** Begin Extracted records **
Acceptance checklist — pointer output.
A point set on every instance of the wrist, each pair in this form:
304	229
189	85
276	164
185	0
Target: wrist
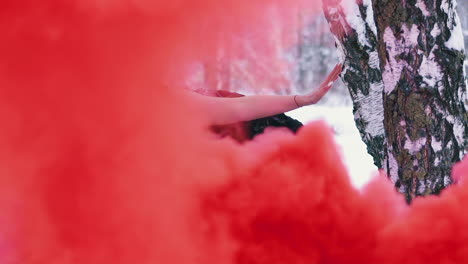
296	101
** End Extracted records **
Shift every coordinate in the answers of the records above up by 48, and rewrite all of their lines, requests included, without the pictures.

Acceptance checklist — pointer output.
A point set on every instance of the wrist, each pair in this form:
304	229
189	85
276	164
185	0
Target: wrist
344	149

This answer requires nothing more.